(EXERCISE AIM) Below are the records. Copy out word for word the part that opens with the line containing "Greenhouse-scouting task: tag the white house" and closes with the line containing "point(338, 376)", including both of those lines.

(RECORDS FOR THIS TASK)
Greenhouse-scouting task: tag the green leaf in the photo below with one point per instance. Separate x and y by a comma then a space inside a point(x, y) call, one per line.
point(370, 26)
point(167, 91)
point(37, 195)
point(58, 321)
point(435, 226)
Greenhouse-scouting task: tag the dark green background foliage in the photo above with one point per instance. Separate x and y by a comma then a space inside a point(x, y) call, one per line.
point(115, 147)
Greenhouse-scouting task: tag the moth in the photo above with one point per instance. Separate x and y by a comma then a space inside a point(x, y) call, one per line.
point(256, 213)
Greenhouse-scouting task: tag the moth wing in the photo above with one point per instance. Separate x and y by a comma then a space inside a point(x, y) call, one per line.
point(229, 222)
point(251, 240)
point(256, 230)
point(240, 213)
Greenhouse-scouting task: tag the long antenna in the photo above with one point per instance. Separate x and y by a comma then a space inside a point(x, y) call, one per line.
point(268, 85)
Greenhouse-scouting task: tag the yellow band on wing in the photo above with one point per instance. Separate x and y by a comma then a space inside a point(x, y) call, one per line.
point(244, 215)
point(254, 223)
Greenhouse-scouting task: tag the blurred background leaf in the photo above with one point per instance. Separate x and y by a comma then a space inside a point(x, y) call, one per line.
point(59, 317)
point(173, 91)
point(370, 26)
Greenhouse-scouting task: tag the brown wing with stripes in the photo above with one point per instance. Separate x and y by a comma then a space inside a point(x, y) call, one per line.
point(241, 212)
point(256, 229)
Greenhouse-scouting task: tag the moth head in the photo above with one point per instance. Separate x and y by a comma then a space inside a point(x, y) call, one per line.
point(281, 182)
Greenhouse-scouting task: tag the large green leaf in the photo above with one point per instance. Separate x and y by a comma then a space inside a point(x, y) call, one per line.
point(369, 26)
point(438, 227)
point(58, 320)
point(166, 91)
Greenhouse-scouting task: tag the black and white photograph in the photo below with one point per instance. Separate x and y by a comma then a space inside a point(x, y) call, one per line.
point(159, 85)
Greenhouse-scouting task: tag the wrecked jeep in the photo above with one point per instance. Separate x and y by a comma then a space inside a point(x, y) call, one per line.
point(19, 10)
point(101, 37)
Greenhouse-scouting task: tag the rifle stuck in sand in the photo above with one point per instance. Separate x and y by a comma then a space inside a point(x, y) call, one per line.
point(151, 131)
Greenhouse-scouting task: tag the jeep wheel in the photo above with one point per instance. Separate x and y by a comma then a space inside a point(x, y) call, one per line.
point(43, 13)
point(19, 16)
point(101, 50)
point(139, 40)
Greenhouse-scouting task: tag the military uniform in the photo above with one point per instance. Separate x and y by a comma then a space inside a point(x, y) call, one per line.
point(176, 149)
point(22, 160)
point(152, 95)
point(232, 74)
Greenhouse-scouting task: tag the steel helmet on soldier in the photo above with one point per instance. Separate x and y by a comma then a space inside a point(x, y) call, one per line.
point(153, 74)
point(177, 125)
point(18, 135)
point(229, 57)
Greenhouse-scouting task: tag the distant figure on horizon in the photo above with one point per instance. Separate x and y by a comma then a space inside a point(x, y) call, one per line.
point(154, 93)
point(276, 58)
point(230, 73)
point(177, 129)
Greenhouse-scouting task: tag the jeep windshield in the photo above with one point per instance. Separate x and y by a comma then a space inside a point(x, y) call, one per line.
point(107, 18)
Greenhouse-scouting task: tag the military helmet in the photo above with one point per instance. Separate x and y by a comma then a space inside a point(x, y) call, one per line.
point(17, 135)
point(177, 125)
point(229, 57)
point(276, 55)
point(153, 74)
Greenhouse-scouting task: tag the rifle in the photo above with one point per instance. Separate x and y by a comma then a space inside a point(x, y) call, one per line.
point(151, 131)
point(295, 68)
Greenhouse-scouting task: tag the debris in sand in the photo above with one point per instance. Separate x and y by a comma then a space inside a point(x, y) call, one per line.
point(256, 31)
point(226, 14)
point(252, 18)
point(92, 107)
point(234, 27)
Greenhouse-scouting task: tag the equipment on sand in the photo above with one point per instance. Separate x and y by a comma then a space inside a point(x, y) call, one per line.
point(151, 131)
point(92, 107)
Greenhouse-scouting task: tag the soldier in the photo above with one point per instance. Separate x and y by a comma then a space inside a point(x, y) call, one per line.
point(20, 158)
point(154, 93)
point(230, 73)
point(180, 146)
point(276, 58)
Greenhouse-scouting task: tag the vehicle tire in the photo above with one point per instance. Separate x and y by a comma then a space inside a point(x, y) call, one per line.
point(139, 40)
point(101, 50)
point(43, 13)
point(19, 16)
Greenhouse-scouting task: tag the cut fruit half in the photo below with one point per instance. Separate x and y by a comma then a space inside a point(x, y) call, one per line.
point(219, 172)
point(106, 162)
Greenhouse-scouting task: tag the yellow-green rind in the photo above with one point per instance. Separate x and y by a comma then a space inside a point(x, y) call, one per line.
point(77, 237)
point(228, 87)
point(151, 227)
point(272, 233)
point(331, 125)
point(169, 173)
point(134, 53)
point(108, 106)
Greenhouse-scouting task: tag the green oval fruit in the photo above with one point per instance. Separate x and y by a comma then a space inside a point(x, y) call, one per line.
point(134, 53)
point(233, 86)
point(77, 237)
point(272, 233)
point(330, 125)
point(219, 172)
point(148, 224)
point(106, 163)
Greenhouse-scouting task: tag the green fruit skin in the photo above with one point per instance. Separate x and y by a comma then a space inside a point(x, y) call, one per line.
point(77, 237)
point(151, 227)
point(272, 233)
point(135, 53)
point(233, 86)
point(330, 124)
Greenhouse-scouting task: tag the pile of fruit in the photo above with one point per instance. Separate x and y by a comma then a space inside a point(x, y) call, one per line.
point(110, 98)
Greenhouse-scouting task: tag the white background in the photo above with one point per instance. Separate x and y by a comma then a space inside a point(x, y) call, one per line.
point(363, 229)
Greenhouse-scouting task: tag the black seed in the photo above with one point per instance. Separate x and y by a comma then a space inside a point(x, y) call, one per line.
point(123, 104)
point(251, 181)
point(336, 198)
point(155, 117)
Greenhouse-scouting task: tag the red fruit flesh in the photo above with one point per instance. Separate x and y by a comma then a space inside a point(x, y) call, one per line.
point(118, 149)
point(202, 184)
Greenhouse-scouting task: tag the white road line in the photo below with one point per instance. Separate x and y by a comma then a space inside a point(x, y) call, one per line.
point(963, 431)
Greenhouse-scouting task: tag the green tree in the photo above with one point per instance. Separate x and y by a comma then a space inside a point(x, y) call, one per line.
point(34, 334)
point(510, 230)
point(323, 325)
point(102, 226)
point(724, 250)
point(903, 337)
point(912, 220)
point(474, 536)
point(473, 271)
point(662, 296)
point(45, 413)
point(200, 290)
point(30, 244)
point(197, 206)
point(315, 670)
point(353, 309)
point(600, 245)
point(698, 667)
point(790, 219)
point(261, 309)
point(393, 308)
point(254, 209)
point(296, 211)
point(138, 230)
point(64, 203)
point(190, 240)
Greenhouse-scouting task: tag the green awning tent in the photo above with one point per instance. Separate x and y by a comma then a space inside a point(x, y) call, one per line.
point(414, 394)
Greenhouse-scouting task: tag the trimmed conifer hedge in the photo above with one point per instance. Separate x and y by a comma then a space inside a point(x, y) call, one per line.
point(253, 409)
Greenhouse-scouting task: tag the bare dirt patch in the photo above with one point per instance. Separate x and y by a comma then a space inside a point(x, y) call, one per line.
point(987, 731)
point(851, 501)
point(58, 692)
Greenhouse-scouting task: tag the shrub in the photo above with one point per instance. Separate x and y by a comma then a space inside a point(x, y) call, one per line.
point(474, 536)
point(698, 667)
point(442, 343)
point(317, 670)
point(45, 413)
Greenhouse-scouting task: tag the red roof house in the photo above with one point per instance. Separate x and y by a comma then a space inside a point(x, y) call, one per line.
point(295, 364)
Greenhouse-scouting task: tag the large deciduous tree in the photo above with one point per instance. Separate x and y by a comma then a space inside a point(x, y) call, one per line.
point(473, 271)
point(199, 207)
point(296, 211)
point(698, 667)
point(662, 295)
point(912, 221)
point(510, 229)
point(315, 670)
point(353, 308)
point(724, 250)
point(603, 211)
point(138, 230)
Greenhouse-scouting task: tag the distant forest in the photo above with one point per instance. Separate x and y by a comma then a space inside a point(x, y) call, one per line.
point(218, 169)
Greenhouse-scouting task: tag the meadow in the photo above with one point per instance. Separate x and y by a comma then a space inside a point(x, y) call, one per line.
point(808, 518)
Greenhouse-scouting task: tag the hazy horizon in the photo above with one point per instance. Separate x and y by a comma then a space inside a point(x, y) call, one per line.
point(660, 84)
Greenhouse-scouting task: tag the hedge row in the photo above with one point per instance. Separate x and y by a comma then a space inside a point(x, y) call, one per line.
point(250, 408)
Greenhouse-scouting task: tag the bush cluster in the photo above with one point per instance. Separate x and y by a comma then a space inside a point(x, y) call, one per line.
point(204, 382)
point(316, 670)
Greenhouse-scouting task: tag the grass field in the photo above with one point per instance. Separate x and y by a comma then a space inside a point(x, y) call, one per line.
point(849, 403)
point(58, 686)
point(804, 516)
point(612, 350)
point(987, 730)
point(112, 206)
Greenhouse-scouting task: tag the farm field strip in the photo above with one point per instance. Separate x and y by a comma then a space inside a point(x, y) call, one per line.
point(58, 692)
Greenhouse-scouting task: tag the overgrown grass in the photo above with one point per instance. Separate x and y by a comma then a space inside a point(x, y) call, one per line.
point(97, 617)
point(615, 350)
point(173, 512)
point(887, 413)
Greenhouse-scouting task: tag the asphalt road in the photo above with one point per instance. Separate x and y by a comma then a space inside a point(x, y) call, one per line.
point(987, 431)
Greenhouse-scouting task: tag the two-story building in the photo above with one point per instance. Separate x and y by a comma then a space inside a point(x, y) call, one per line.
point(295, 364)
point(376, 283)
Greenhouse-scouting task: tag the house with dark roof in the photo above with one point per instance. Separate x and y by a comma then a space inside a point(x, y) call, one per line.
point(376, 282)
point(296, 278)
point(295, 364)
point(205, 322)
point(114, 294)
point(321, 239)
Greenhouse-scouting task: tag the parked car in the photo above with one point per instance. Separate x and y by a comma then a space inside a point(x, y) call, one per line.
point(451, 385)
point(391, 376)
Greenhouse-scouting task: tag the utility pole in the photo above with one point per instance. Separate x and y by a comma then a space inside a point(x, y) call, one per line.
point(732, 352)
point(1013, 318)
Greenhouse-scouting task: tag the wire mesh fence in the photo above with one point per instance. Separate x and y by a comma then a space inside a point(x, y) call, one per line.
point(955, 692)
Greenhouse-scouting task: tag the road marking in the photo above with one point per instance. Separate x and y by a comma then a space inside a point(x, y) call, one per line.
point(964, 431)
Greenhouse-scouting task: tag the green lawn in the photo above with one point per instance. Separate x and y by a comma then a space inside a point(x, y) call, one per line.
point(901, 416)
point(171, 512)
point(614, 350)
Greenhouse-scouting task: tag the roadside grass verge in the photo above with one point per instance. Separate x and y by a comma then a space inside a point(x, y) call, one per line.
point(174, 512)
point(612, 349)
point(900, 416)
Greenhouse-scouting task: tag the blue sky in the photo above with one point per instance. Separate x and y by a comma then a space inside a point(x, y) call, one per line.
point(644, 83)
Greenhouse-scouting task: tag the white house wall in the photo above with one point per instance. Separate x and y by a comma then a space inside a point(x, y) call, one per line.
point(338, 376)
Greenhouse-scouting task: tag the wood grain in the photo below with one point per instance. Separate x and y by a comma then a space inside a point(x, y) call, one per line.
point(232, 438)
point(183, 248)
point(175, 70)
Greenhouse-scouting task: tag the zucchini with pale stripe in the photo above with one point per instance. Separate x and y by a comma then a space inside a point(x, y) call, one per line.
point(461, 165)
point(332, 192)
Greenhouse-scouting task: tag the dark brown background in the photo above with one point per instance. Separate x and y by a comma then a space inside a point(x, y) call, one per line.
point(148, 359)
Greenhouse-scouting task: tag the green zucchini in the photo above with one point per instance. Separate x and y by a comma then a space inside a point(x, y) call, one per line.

(EXERCISE SOLUTION)
Greenhouse-scouting task: tag the white house wall in the photo above with one point per instance. Separate x and y by a comma then a space inside a point(x, y) call, one per line.
point(338, 376)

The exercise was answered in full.